* _Exercise_
In the records below, find each line with the word "grassy" and copy it.

╔══

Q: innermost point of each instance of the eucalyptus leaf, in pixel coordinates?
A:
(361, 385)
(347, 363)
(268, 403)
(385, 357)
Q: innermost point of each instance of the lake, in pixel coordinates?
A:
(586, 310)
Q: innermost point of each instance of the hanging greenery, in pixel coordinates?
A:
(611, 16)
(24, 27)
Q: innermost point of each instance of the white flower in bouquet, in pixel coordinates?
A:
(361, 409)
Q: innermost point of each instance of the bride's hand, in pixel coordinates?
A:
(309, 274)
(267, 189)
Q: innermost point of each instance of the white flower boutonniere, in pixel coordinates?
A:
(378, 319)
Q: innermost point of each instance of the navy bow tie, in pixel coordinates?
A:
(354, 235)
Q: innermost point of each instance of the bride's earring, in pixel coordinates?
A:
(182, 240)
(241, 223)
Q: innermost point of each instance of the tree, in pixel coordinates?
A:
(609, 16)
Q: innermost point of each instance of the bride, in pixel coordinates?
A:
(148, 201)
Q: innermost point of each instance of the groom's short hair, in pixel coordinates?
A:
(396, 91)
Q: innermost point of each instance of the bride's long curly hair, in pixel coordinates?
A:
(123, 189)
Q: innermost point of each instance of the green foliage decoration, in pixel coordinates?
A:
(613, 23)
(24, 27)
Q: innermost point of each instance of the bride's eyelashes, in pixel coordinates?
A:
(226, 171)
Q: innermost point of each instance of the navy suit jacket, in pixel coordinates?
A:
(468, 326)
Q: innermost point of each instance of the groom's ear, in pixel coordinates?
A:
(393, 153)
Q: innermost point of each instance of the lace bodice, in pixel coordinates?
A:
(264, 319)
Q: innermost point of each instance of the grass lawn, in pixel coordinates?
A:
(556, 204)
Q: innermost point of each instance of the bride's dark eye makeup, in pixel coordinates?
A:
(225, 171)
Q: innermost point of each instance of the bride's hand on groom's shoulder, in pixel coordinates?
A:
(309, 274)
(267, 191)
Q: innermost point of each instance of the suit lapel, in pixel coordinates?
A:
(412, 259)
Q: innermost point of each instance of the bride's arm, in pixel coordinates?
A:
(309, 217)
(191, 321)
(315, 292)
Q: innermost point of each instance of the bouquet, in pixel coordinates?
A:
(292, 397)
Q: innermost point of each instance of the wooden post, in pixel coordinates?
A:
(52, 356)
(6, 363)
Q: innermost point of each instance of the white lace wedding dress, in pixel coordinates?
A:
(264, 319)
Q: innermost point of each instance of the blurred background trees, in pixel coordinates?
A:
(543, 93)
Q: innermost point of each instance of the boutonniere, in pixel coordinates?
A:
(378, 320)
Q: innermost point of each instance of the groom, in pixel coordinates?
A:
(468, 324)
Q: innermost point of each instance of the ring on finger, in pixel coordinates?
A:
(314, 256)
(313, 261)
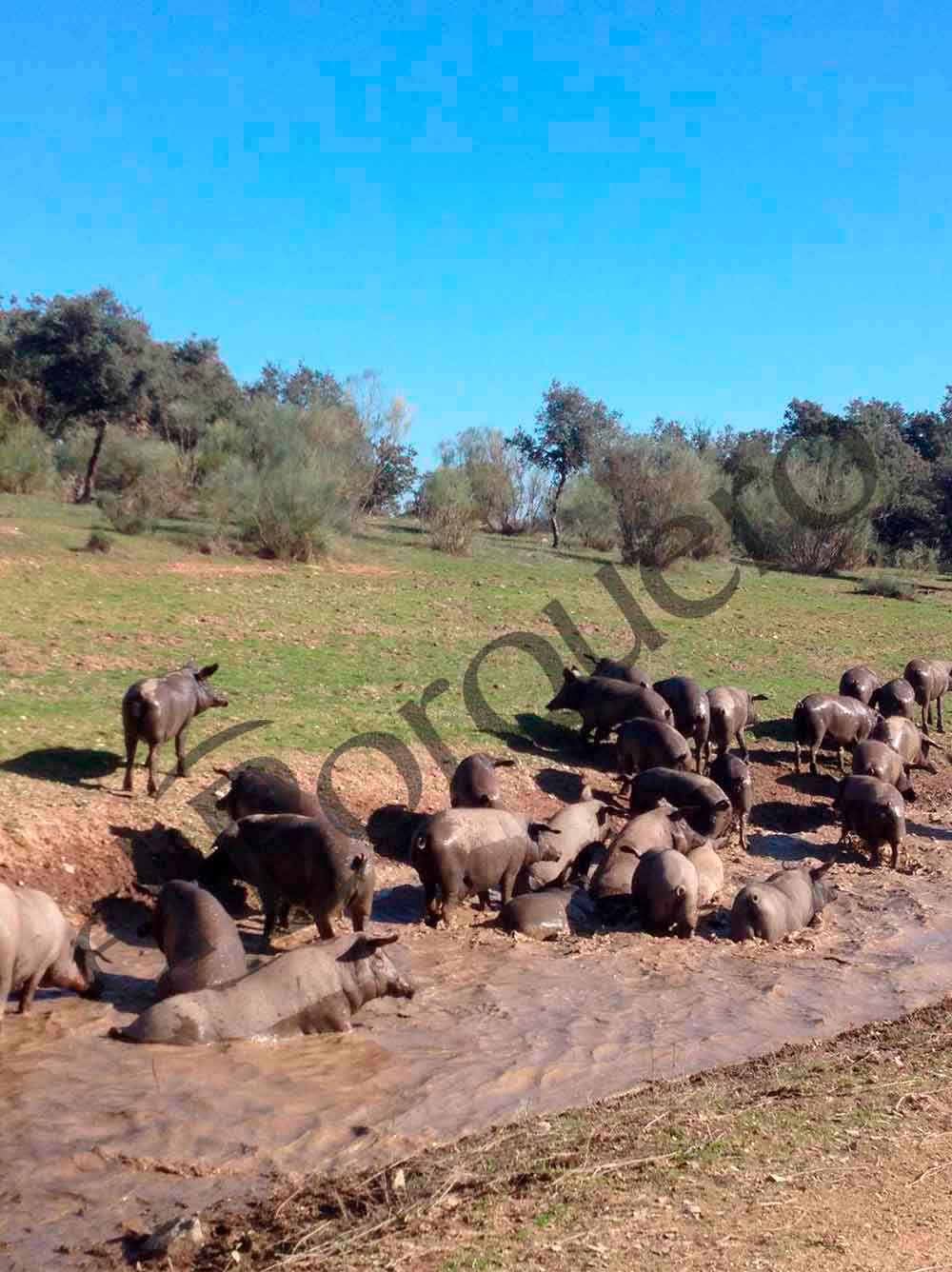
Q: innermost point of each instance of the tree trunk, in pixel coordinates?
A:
(553, 513)
(86, 495)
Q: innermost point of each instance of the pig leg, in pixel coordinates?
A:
(181, 752)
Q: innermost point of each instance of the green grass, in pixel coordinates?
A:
(329, 651)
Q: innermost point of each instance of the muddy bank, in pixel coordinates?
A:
(99, 1135)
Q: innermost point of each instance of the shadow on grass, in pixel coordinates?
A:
(67, 765)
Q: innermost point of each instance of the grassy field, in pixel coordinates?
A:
(333, 650)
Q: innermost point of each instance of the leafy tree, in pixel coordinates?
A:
(569, 430)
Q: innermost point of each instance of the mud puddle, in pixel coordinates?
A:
(101, 1136)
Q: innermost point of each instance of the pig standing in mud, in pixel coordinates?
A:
(604, 704)
(198, 939)
(474, 783)
(38, 949)
(782, 904)
(162, 707)
(314, 988)
(303, 862)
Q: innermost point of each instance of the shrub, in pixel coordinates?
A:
(448, 510)
(896, 589)
(587, 513)
(26, 462)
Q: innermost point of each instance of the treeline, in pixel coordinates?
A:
(91, 404)
(822, 492)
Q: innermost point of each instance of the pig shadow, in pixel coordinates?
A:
(399, 904)
(70, 765)
(789, 818)
(391, 827)
(785, 847)
(159, 854)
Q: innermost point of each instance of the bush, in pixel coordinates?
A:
(896, 589)
(448, 510)
(587, 513)
(26, 461)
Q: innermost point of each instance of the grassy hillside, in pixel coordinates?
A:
(329, 651)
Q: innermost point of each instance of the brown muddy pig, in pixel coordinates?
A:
(895, 697)
(458, 871)
(648, 745)
(198, 939)
(604, 704)
(710, 873)
(911, 745)
(734, 779)
(611, 670)
(569, 831)
(829, 716)
(162, 707)
(690, 707)
(314, 988)
(302, 862)
(706, 808)
(873, 812)
(876, 760)
(474, 783)
(664, 827)
(38, 949)
(664, 892)
(549, 913)
(784, 904)
(861, 684)
(930, 682)
(731, 712)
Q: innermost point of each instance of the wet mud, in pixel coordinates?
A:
(102, 1136)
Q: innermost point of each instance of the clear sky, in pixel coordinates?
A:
(689, 210)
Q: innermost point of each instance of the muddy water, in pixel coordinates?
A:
(98, 1135)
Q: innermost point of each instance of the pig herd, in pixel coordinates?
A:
(685, 792)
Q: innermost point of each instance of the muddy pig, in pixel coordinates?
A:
(474, 784)
(569, 831)
(664, 890)
(930, 681)
(734, 779)
(198, 939)
(38, 949)
(911, 745)
(708, 809)
(459, 871)
(861, 684)
(875, 813)
(731, 712)
(605, 704)
(690, 707)
(648, 745)
(302, 862)
(549, 913)
(877, 760)
(314, 988)
(895, 697)
(829, 716)
(611, 670)
(784, 904)
(162, 707)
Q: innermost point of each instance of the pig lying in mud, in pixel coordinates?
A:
(314, 988)
(303, 862)
(162, 707)
(40, 949)
(549, 913)
(781, 904)
(198, 939)
(474, 783)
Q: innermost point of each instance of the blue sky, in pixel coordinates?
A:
(687, 210)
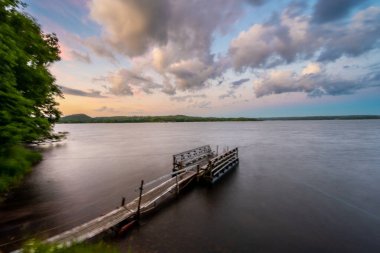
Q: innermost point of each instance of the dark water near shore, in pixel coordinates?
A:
(301, 186)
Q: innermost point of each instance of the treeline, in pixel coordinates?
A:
(28, 109)
(346, 117)
(82, 118)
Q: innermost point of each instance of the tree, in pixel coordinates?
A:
(28, 109)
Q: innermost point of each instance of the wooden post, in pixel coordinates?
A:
(138, 207)
(198, 169)
(176, 182)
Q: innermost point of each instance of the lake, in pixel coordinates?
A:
(301, 186)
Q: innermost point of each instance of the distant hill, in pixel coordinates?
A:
(75, 118)
(83, 118)
(346, 117)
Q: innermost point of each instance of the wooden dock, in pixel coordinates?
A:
(199, 164)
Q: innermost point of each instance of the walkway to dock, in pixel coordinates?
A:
(197, 164)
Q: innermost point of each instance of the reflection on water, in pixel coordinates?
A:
(301, 186)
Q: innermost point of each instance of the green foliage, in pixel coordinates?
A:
(38, 247)
(27, 88)
(82, 118)
(14, 164)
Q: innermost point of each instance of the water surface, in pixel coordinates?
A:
(301, 186)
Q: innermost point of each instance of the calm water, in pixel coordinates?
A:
(301, 186)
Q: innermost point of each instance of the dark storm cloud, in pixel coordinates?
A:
(330, 10)
(76, 92)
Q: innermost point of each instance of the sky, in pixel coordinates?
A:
(226, 58)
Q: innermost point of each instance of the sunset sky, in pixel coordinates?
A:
(252, 58)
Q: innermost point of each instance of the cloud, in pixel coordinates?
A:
(312, 68)
(314, 84)
(75, 92)
(80, 57)
(171, 37)
(106, 109)
(292, 37)
(231, 93)
(239, 82)
(267, 45)
(125, 81)
(132, 26)
(99, 47)
(187, 98)
(257, 2)
(358, 37)
(201, 105)
(327, 10)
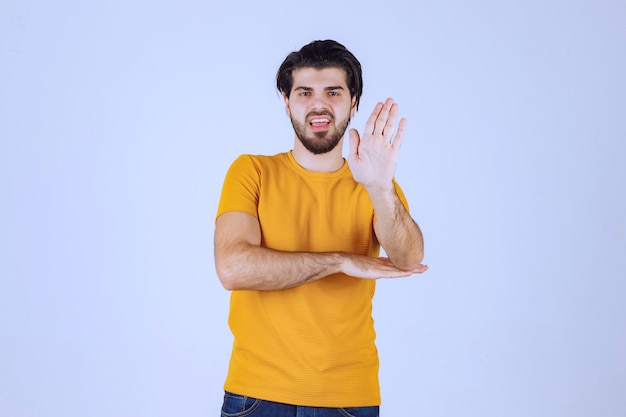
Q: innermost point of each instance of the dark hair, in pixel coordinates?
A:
(320, 55)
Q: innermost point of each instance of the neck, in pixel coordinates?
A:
(326, 162)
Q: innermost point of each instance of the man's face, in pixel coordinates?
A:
(320, 107)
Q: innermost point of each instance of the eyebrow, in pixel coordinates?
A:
(330, 88)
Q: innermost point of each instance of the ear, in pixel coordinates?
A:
(287, 109)
(353, 107)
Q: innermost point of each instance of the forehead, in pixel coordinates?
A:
(325, 77)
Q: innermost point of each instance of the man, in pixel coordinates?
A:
(297, 240)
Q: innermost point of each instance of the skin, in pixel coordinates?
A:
(243, 264)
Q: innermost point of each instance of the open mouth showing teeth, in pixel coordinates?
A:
(319, 123)
(320, 120)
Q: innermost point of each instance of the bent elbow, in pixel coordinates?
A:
(227, 276)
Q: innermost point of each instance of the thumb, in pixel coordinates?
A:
(355, 139)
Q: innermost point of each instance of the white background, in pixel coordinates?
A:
(118, 120)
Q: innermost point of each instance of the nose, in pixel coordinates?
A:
(319, 102)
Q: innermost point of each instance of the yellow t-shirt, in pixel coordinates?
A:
(311, 345)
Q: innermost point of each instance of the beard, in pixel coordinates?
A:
(320, 142)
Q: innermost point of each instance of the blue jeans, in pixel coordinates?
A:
(240, 406)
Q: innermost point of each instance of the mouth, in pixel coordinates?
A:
(319, 123)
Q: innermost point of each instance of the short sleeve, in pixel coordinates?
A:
(240, 191)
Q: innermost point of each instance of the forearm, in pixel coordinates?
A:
(253, 267)
(396, 230)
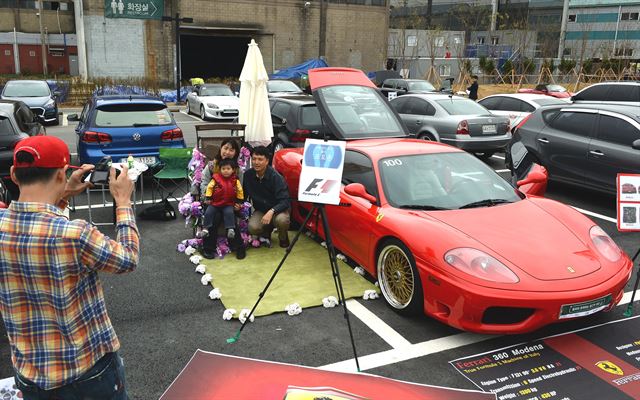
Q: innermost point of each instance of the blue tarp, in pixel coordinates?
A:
(169, 96)
(297, 71)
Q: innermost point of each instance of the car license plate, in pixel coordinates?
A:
(586, 308)
(145, 160)
(488, 129)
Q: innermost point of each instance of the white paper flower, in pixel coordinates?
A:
(215, 294)
(329, 302)
(370, 295)
(228, 314)
(244, 313)
(293, 309)
(206, 278)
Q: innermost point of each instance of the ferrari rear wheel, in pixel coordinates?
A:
(399, 279)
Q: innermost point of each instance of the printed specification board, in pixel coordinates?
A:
(602, 362)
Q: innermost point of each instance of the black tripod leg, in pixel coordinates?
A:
(336, 273)
(262, 293)
(629, 311)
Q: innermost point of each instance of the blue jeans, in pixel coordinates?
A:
(211, 217)
(105, 380)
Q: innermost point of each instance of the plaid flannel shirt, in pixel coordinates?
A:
(51, 298)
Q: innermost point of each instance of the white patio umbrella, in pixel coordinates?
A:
(254, 102)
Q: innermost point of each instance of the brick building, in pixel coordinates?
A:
(214, 45)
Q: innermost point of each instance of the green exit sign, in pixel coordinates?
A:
(138, 9)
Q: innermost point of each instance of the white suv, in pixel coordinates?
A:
(617, 92)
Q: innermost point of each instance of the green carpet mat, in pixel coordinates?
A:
(305, 277)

╚══

* _Solution below_
Q: innermost point of each instance of the grassy field, in pixel coordinates?
Q: innermost point of each instance of the grassy hillside, in pixel coordinates?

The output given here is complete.